A block of data
— START —

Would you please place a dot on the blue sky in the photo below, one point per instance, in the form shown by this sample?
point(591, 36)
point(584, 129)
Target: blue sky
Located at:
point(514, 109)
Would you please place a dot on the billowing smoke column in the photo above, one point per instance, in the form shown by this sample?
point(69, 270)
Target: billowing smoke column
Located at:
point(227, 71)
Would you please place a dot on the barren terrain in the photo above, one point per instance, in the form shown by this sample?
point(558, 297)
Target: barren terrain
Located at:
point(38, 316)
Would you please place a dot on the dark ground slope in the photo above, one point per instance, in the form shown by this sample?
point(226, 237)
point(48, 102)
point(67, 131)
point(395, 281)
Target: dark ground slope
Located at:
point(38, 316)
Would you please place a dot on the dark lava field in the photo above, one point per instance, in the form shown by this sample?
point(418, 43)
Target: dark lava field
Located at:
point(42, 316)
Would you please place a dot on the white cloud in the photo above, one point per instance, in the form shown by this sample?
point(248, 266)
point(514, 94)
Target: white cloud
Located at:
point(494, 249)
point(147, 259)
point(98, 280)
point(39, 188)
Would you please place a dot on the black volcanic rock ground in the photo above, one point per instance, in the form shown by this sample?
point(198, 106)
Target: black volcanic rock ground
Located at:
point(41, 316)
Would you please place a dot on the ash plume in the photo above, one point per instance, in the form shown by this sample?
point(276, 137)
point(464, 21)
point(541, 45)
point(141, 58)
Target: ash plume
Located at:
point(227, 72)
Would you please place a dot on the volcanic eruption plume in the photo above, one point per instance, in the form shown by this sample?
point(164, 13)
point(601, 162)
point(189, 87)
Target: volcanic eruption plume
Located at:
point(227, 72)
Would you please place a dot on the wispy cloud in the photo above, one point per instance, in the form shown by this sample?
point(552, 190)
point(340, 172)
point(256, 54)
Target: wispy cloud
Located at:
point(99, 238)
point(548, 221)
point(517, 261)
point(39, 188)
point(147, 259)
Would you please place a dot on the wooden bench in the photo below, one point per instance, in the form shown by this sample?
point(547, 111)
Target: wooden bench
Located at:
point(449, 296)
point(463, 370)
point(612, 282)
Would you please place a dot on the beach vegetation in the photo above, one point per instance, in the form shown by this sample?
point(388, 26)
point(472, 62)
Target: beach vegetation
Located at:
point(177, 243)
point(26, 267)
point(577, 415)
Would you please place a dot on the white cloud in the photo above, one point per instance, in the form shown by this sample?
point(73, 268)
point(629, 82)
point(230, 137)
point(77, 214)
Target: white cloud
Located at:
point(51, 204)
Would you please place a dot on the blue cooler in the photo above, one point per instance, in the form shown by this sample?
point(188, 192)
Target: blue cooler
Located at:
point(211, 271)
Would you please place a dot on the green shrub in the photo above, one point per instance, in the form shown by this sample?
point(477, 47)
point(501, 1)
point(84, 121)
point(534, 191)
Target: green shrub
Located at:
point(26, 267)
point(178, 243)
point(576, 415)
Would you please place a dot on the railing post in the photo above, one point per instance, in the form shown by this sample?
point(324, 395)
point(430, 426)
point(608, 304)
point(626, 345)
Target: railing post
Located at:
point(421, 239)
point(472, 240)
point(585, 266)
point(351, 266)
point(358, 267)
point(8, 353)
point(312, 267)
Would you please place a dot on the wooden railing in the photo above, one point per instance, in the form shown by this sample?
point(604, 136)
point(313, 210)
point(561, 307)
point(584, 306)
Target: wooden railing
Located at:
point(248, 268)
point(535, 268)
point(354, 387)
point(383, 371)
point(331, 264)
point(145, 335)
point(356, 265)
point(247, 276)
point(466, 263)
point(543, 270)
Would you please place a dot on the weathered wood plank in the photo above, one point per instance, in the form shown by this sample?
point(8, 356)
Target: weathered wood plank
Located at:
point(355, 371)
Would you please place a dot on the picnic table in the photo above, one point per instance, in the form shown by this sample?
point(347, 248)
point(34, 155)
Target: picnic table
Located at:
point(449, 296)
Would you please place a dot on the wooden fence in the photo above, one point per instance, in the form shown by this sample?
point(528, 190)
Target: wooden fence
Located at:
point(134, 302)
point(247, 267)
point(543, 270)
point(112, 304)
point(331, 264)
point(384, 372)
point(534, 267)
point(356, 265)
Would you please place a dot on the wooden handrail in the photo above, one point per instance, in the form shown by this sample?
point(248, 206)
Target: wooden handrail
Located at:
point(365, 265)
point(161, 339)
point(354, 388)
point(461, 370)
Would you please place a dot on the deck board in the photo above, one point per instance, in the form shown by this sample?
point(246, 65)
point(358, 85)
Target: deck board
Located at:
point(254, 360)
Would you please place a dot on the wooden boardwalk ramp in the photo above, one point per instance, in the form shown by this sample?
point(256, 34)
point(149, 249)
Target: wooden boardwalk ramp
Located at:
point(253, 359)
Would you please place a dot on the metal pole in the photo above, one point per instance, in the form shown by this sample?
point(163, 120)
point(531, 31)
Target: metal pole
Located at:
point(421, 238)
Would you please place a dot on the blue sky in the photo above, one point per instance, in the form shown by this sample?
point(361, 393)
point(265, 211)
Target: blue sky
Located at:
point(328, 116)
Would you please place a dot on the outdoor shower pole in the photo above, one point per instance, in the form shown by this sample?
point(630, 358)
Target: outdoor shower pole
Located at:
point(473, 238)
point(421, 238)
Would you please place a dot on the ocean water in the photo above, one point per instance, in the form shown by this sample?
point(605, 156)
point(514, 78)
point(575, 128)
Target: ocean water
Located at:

— END —

Reproduce all of the lines above, word for word, from the first to the last.

Would you please place a dot on the blue sky in the photo below, one point per instance, in the form shown by this sample?
point(591, 36)
point(584, 129)
Target: blue sky
Located at:
point(514, 109)
Would you please place a dot on the billowing smoke column in the photo above, one point per instance, in the form shown by this sample?
point(69, 270)
Target: billowing smoke column
Located at:
point(227, 71)
Would you please place a dot on the barren terrain in the photo above, one point per instance, in the form shown by this sample?
point(558, 297)
Target: barren terrain
Located at:
point(38, 316)
Would you please place a dot on the dark ground slope in the photo above, one point per instance, in the form shown by this sample?
point(226, 237)
point(48, 102)
point(67, 131)
point(395, 281)
Target: dark ground slope
Located at:
point(38, 316)
Would you please place a dot on the dark lava field in the photo above, one point per instance, in the form shown by this sample?
point(418, 43)
Target: dark lava field
Located at:
point(42, 316)
Would you please place a dot on the white cloud in the photo above, one point per instance, in the form shown by this sample?
point(248, 266)
point(514, 94)
Target: white cloud
Located at:
point(494, 249)
point(147, 259)
point(98, 280)
point(39, 188)
Would you please place a dot on the black volcanic rock ground in the photo above, one point per instance, in the form shown by this sample?
point(198, 106)
Target: black volcanic rock ground
Located at:
point(41, 316)
Would you please place a dot on the ash plume in the photo above, one point per instance, in the form shown by this sample?
point(276, 137)
point(464, 21)
point(541, 45)
point(141, 58)
Target: ash plume
Located at:
point(227, 72)
Would you please place a dot on the volcanic eruption plume in the photo above, one point per instance, in the form shown by this sample?
point(164, 13)
point(601, 162)
point(189, 87)
Target: volcanic eruption plume
Located at:
point(227, 72)
Would you please place a dot on the wispy cloud in the photo above, one point per instance, in the form shown by this sample?
point(552, 190)
point(340, 172)
point(256, 54)
Target: wispy cloud
Located at:
point(99, 238)
point(548, 221)
point(517, 261)
point(39, 188)
point(147, 259)
Would you please place a dot on the wooden bench in the photo below, one point per instance, in the form shown by this sample?
point(547, 111)
Target: wooden bench
Located at:
point(449, 296)
point(463, 370)
point(612, 282)
Would you please place a dot on the beach vegetation in the photo above, one point per instance, in the form shown by this sample?
point(388, 26)
point(472, 62)
Target: beach vegetation
Located at:
point(177, 243)
point(26, 267)
point(577, 415)
Would you please place a dot on the white cloud in the photo above, one point per instance, in the form shown by this sample?
point(73, 268)
point(629, 82)
point(230, 137)
point(77, 214)
Target: white cloud
Located at:
point(51, 204)
Would you please place a dot on the blue cooler in the photo above, one point per instance, in the form shown by this sample?
point(188, 192)
Target: blue cooler
Located at:
point(211, 271)
Would you please place a dot on the green shrub in the photo above, one point per instance, in the form shown by this sample?
point(477, 47)
point(501, 1)
point(84, 121)
point(534, 191)
Target: green shrub
Located at:
point(26, 267)
point(178, 243)
point(576, 415)
Would you please place a dot on the railing post in the photo above, one point per instance, in the form shown by this sample?
point(324, 395)
point(430, 426)
point(608, 304)
point(626, 345)
Target: railing post
Located at:
point(421, 239)
point(472, 240)
point(585, 266)
point(351, 266)
point(358, 267)
point(8, 353)
point(312, 267)
Would you please place a dot on the wooden railing in the photo above, one point per instance, in the form shown by this sample?
point(604, 136)
point(313, 210)
point(561, 307)
point(584, 306)
Target: wooden railing
Located at:
point(248, 268)
point(535, 268)
point(354, 387)
point(383, 371)
point(331, 264)
point(145, 335)
point(356, 265)
point(247, 276)
point(466, 263)
point(543, 270)
Would you please place a dot on the weathered wood plank in the photo above, one point per instance, in the form shown by this sample?
point(8, 356)
Target: weathered wood plank
Located at:
point(355, 371)
Would you please place a dot on the picnic table in the photo above, one point per instance, in the form shown by this sample?
point(347, 248)
point(34, 155)
Target: picnic table
Located at:
point(449, 296)
Would you please place a dot on the wooden fence in the photo above, one point per instance, in the form shown by this sample?
point(528, 190)
Target: wooden fence
Located at:
point(134, 302)
point(247, 267)
point(543, 270)
point(112, 304)
point(331, 264)
point(384, 372)
point(534, 267)
point(356, 265)
Would you please place a dot on the wooden handrail in the photo above, one point per instance, in the form shown by this sample?
point(248, 206)
Target: wooden handrail
Located at:
point(365, 265)
point(161, 339)
point(354, 388)
point(461, 370)
Would you please place a dot on the deck board in the photo above, one point per instance, in the form shown by this sample?
point(246, 65)
point(358, 85)
Target: deck board
Located at:
point(254, 360)
Would you please place a dot on the wooden boardwalk ramp in the photo above, one point per instance, in the form shown by this sample?
point(256, 34)
point(149, 249)
Target: wooden boardwalk ramp
Located at:
point(253, 359)
Would you please place a dot on the metal pole in the photo above, one point per instance, in the form shown by this sample?
point(163, 120)
point(531, 31)
Target: metal pole
Located at:
point(421, 238)
Would you please place a dot on the blue sky in the photo above, one point per instance, in the form shown by this sample?
point(361, 393)
point(265, 211)
Target: blue sky
Located at:
point(328, 116)
Would you please place a dot on the outdoor shower pole in the photo above, one point per instance, in the form shown by this sample?
point(630, 358)
Target: outdoor shower pole
Located at:
point(473, 238)
point(421, 238)
Would you please place a dot on the ocean water in the photo above, one point per instance, in the form shown by this sample?
point(605, 156)
point(514, 78)
point(575, 128)
Target: ocean water
Located at:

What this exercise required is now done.